■ WHAT THE EXERCISE ASKS ■
Your job is to restate each entry word for word.

━━ EXCERPTED RECORDS

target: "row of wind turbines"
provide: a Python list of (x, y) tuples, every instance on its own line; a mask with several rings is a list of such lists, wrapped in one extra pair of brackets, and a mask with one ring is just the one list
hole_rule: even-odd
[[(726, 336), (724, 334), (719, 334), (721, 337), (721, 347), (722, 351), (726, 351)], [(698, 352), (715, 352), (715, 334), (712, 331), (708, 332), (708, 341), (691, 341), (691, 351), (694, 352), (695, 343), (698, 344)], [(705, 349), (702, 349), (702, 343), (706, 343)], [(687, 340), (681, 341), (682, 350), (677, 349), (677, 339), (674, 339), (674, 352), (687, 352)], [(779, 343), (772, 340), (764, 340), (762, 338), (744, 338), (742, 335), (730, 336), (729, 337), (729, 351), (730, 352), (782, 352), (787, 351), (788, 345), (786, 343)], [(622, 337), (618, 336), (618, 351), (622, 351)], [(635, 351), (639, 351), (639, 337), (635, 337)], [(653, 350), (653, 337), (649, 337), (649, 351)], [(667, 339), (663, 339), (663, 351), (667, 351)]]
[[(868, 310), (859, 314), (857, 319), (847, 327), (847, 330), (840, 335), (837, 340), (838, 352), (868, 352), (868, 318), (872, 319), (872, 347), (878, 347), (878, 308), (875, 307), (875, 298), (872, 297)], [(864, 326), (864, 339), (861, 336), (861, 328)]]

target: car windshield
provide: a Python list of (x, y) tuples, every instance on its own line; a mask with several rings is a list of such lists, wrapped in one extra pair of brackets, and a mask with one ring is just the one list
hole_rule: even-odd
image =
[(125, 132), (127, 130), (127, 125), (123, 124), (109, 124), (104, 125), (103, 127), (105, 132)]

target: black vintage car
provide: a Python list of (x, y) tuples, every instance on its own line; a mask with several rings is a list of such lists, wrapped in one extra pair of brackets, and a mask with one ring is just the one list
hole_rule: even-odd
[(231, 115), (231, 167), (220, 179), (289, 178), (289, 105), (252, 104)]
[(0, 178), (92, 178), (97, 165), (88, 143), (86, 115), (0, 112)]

━━━━

■ WRITTEN ANSWER ■
target: "row of wind turbines"
provide: a Python list of (x, y) tuples, every instance on its own line; a mask with several rings is a list of such lists, wrapped in one extra pair of brackets, and a mask with one ring is just the one list
hole_rule: even-odd
[[(726, 336), (724, 334), (719, 334), (721, 337), (721, 347), (722, 351), (726, 351)], [(698, 352), (715, 352), (715, 334), (712, 331), (708, 332), (708, 341), (691, 341), (691, 351), (694, 352), (695, 343), (698, 344)], [(705, 349), (702, 349), (702, 343), (706, 343)], [(687, 340), (681, 341), (682, 350), (677, 349), (677, 339), (674, 339), (674, 352), (687, 352)], [(779, 343), (772, 340), (764, 340), (762, 338), (744, 338), (742, 335), (730, 336), (729, 337), (729, 351), (730, 352), (782, 352), (787, 351), (788, 345), (786, 343)], [(622, 337), (618, 336), (618, 351), (622, 351)], [(635, 351), (639, 351), (639, 337), (635, 337)], [(653, 350), (653, 337), (649, 337), (649, 351)], [(667, 339), (663, 339), (663, 351), (667, 351)]]
[[(868, 310), (859, 314), (857, 319), (847, 327), (847, 330), (840, 335), (837, 340), (838, 352), (868, 352), (868, 318), (872, 319), (872, 347), (878, 347), (878, 308), (875, 307), (875, 298), (872, 297)], [(864, 326), (864, 339), (861, 336), (861, 328)]]

target: car windshield
provide: a Python list of (x, y) tuples, every instance on its own line; a mask with several rings is a list of such lists, wrapped in one extra pair of brackets, and a mask with one ring is just the one list
hole_rule: even-odd
image =
[(125, 132), (127, 130), (127, 125), (123, 124), (109, 124), (104, 125), (103, 127), (105, 132)]

target: black vintage car
provide: a Python list of (x, y) tuples, every instance on its own line; a mask with several rings is a list of such lists, wrapped in one extra pair of brackets, and a mask with one ring is just the one list
hole_rule: even-odd
[(231, 115), (231, 167), (220, 179), (289, 178), (289, 105), (252, 104)]
[(0, 178), (92, 178), (97, 165), (88, 143), (86, 115), (0, 112)]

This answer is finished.